Description of the task -
Copy the items below from the line containing "Regulatory review: the rusty" through the last line, requests included. Multiply each coordinate in the answer boxes by 2.45 and round it to a whole number, rounding halves up. Leave the requests and their sample box format unchanged.

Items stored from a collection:
** begin **
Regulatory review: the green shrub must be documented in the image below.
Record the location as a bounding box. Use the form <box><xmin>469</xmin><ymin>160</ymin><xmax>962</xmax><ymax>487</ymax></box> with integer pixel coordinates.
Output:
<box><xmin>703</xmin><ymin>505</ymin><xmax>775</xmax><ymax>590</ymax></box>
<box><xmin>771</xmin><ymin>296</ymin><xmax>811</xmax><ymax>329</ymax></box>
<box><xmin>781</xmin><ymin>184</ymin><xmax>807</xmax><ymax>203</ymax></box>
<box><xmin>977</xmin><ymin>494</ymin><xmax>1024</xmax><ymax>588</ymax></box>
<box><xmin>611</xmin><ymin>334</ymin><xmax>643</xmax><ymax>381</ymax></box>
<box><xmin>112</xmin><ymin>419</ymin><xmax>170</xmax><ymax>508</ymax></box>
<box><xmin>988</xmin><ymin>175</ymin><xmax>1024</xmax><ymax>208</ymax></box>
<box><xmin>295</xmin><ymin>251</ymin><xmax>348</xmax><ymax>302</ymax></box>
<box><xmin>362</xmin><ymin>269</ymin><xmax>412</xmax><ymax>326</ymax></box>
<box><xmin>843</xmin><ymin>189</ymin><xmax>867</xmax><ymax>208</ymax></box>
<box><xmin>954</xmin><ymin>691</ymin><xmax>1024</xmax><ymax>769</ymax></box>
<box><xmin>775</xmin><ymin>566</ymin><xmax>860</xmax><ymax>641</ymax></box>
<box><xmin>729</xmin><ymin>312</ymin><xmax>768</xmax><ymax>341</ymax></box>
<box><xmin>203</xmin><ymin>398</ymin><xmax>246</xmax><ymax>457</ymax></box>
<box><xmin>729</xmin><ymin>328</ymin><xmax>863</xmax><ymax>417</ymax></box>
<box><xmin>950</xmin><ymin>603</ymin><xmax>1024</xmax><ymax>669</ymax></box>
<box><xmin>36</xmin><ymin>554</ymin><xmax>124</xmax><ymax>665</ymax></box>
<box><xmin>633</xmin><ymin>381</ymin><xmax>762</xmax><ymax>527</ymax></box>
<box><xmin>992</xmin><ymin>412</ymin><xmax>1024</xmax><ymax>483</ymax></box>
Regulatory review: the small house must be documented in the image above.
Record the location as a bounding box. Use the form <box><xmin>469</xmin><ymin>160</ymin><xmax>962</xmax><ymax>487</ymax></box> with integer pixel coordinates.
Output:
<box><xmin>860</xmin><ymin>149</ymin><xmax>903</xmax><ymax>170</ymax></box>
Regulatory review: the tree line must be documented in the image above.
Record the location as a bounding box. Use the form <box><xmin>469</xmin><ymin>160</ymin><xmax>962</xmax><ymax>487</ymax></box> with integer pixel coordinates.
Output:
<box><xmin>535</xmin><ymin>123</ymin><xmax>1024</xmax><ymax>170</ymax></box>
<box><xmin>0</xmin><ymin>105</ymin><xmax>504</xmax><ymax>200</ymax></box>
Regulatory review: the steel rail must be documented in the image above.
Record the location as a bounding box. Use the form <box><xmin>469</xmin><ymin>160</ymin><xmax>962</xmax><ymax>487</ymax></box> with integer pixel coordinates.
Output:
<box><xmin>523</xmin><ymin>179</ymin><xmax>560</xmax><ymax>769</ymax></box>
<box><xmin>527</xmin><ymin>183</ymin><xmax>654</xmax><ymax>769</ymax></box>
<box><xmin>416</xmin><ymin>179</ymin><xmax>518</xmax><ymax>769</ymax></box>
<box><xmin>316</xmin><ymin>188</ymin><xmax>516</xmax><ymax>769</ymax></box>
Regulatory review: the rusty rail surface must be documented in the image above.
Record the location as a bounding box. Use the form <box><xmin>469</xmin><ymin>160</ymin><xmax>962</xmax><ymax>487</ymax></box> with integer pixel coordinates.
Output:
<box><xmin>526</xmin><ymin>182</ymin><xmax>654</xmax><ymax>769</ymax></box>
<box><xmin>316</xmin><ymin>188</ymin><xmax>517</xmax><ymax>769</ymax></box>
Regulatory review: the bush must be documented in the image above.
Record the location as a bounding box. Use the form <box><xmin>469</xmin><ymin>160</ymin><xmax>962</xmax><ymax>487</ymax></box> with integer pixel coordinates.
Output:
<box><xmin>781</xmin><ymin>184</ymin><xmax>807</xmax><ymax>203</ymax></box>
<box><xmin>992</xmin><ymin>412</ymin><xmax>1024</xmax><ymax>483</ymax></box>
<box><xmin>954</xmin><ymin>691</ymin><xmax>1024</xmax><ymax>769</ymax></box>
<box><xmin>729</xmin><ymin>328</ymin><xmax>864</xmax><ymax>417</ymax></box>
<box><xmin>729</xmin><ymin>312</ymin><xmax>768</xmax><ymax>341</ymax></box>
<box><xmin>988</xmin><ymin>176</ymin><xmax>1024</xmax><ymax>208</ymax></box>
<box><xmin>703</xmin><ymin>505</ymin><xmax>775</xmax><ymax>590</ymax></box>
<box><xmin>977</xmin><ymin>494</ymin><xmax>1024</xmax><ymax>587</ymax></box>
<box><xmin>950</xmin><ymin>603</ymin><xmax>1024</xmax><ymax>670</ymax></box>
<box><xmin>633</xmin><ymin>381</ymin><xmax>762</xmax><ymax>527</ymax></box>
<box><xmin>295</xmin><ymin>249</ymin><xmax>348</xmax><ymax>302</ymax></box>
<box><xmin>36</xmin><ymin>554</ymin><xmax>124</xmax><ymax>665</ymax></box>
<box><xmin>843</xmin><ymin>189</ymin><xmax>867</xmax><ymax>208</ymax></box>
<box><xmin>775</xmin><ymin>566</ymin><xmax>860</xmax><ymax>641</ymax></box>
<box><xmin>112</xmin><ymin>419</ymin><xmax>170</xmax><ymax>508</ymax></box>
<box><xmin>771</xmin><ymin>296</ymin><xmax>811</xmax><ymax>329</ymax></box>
** end **
Exercise output -
Regulatory review: the rusty rail surface must be documented in the image above.
Record the location as a bounding box. Use the form <box><xmin>469</xmin><ymin>160</ymin><xmax>962</xmax><ymax>487</ymax></box> with integer pixel coordinates.
Output:
<box><xmin>1289</xmin><ymin>446</ymin><xmax>1602</xmax><ymax>1884</ymax></box>
<box><xmin>774</xmin><ymin>461</ymin><xmax>1267</xmax><ymax>1884</ymax></box>
Regulatory review: the bush must be documented in the image above.
Record the location as a bounding box. Use the form <box><xmin>469</xmin><ymin>160</ymin><xmax>962</xmax><ymax>487</ymax></box> with integer pixel coordinates.
Output:
<box><xmin>1913</xmin><ymin>451</ymin><xmax>1977</xmax><ymax>497</ymax></box>
<box><xmin>2430</xmin><ymin>1009</ymin><xmax>2509</xmax><ymax>1183</ymax></box>
<box><xmin>2337</xmin><ymin>1693</ymin><xmax>2509</xmax><ymax>1884</ymax></box>
<box><xmin>1786</xmin><ymin>804</ymin><xmax>2117</xmax><ymax>1022</ymax></box>
<box><xmin>1786</xmin><ymin>764</ymin><xmax>1882</xmax><ymax>835</ymax></box>
<box><xmin>2421</xmin><ymin>431</ymin><xmax>2509</xmax><ymax>510</ymax></box>
<box><xmin>1722</xmin><ymin>1237</ymin><xmax>1899</xmax><ymax>1446</ymax></box>
<box><xmin>2394</xmin><ymin>1210</ymin><xmax>2509</xmax><ymax>1438</ymax></box>
<box><xmin>2328</xmin><ymin>1477</ymin><xmax>2509</xmax><ymax>1642</ymax></box>
<box><xmin>1551</xmin><ymin>933</ymin><xmax>1867</xmax><ymax>1291</ymax></box>
<box><xmin>723</xmin><ymin>610</ymin><xmax>853</xmax><ymax>740</ymax></box>
<box><xmin>88</xmin><ymin>1357</ymin><xmax>304</xmax><ymax>1629</ymax></box>
<box><xmin>2065</xmin><ymin>463</ymin><xmax>2124</xmax><ymax>510</ymax></box>
<box><xmin>1899</xmin><ymin>1387</ymin><xmax>2107</xmax><ymax>1570</ymax></box>
<box><xmin>274</xmin><ymin>1027</ymin><xmax>417</xmax><ymax>1245</ymax></box>
<box><xmin>1889</xmin><ymin>725</ymin><xmax>1987</xmax><ymax>806</ymax></box>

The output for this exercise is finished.